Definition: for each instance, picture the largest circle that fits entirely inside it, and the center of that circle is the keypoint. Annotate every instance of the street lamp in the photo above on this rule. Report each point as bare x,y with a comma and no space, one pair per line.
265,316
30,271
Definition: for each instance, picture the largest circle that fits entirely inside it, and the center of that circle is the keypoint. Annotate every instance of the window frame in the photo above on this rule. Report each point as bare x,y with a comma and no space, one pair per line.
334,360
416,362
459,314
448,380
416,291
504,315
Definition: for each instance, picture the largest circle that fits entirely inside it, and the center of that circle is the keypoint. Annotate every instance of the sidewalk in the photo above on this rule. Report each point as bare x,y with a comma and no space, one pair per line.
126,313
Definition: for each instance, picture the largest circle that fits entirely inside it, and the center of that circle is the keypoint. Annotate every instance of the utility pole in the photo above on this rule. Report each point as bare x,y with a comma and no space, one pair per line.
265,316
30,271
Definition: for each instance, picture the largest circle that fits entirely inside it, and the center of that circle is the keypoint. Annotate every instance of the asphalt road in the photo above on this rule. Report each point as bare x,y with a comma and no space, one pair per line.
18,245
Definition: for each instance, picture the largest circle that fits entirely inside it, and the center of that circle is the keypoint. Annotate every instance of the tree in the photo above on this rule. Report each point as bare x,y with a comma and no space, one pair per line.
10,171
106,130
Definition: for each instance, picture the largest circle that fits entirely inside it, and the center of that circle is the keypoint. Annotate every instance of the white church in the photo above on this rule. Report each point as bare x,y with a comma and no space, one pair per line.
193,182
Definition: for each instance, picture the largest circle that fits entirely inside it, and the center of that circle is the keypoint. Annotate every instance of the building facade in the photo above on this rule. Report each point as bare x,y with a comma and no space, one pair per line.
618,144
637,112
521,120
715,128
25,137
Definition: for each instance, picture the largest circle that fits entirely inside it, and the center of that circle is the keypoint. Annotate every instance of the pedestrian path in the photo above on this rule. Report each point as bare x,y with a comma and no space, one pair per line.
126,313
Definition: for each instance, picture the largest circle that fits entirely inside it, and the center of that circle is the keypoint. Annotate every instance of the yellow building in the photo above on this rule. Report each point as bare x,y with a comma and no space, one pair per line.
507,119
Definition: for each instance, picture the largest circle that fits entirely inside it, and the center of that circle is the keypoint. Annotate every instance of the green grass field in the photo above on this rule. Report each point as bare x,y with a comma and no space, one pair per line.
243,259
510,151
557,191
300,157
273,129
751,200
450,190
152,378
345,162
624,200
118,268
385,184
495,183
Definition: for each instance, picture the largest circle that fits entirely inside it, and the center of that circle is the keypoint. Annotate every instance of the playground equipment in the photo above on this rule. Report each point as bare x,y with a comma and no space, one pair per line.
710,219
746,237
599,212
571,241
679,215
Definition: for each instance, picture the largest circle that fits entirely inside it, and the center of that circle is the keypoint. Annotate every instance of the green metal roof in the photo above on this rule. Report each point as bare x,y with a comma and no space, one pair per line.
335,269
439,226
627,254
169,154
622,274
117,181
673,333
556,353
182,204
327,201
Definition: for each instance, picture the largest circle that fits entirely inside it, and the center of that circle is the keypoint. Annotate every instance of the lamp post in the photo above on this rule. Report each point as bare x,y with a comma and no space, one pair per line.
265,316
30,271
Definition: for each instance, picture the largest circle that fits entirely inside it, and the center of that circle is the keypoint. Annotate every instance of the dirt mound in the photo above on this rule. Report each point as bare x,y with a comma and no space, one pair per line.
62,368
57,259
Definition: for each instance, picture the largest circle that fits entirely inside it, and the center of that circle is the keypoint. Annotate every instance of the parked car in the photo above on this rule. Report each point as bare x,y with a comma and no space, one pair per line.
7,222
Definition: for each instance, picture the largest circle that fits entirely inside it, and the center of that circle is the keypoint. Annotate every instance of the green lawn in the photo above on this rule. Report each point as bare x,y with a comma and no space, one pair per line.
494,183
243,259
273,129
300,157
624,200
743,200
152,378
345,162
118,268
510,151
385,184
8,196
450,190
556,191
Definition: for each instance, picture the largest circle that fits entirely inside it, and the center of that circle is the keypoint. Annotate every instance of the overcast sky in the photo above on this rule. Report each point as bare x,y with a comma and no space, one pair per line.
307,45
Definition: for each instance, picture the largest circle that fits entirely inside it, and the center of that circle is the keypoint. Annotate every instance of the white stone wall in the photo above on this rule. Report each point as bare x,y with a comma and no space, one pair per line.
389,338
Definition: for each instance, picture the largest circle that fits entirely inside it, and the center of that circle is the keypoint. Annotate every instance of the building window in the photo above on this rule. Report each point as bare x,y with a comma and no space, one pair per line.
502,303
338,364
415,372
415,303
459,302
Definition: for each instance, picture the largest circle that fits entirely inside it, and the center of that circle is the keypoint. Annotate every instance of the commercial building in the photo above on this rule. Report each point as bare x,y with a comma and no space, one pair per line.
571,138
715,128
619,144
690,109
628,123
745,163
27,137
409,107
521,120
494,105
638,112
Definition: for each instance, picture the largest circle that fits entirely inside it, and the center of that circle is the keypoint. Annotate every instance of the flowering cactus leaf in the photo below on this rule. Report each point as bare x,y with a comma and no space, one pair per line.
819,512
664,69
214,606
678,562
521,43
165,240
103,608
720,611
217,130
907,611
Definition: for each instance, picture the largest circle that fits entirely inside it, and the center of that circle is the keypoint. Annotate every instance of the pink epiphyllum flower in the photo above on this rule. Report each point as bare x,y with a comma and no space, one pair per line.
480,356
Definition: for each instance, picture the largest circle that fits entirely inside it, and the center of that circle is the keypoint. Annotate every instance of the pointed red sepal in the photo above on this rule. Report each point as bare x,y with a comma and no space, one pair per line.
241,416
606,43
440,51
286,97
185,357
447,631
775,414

--

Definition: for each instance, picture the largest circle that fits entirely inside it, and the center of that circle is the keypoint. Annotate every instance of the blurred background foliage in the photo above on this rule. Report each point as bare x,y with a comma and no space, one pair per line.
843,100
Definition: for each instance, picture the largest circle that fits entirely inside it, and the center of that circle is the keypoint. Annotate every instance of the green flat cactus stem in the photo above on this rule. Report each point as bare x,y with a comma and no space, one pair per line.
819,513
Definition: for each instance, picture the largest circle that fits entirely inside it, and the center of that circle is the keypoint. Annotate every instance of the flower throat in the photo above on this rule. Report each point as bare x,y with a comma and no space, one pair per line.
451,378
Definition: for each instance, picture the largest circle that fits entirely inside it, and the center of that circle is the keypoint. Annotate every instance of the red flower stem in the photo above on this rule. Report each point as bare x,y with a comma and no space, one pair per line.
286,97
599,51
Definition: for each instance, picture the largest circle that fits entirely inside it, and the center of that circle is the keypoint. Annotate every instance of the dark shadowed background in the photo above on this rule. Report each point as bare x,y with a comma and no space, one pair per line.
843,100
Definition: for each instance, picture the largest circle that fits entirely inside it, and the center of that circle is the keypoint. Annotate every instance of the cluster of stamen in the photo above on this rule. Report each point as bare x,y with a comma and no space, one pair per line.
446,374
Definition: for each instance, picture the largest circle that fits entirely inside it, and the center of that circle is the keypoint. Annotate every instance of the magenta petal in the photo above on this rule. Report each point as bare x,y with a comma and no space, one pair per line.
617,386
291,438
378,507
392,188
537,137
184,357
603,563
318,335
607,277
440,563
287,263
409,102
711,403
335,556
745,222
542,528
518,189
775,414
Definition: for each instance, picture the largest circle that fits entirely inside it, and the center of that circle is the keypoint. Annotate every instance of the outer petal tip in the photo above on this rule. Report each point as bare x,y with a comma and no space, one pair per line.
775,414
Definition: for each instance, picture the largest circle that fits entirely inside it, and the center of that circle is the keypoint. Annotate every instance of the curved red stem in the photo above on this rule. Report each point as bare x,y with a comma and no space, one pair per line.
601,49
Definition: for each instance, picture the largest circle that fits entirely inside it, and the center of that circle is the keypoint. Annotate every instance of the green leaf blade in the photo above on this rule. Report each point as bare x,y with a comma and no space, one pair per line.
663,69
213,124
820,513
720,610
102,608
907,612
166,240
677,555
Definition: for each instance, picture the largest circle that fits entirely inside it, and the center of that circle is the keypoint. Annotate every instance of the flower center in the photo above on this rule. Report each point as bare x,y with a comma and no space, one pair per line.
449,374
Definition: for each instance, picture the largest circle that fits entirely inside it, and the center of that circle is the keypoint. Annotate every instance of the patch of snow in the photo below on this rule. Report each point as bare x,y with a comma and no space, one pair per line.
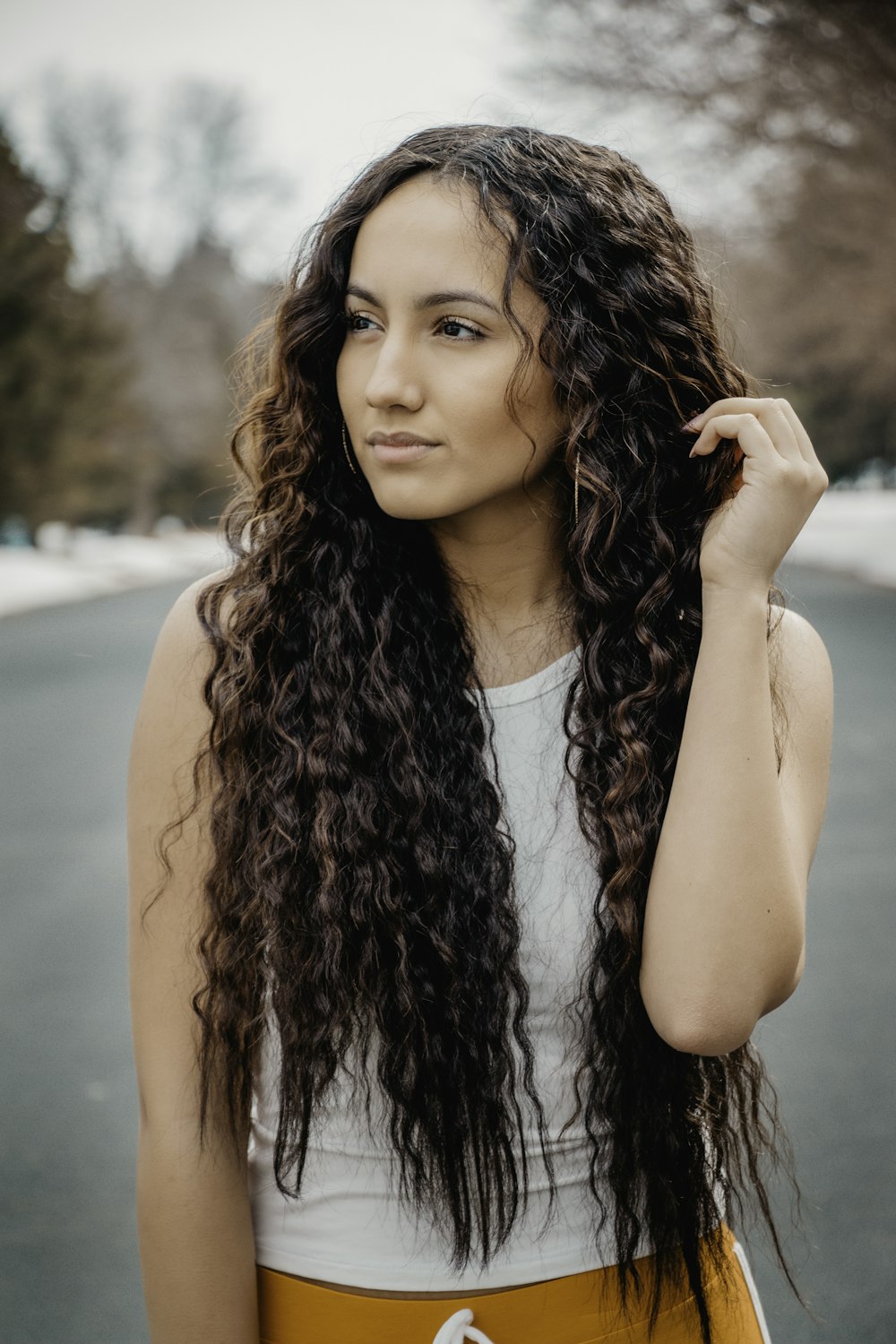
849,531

● DIRECTIONS FOR THIS TASK
Report, in full, every row above that contains the string "background".

● ANSWER FOR THE TASK
Definition: for each instance, picture the largest circle that fits entirely inside it, and the center of that circle is the keypoint. Annotate every instance of the blurred background foliage in the photo above on this rule. Report each point as bare x,y with a comma and no space, one pair per line.
Definition: for each instance, picture the largest circle that fits entirely inside it, and the center of that circle is the keypoint. Annotate every instance of the dark shadowed background in the photo above on this rule. Report each point as bare x,y with a comma and no space, one pair per line.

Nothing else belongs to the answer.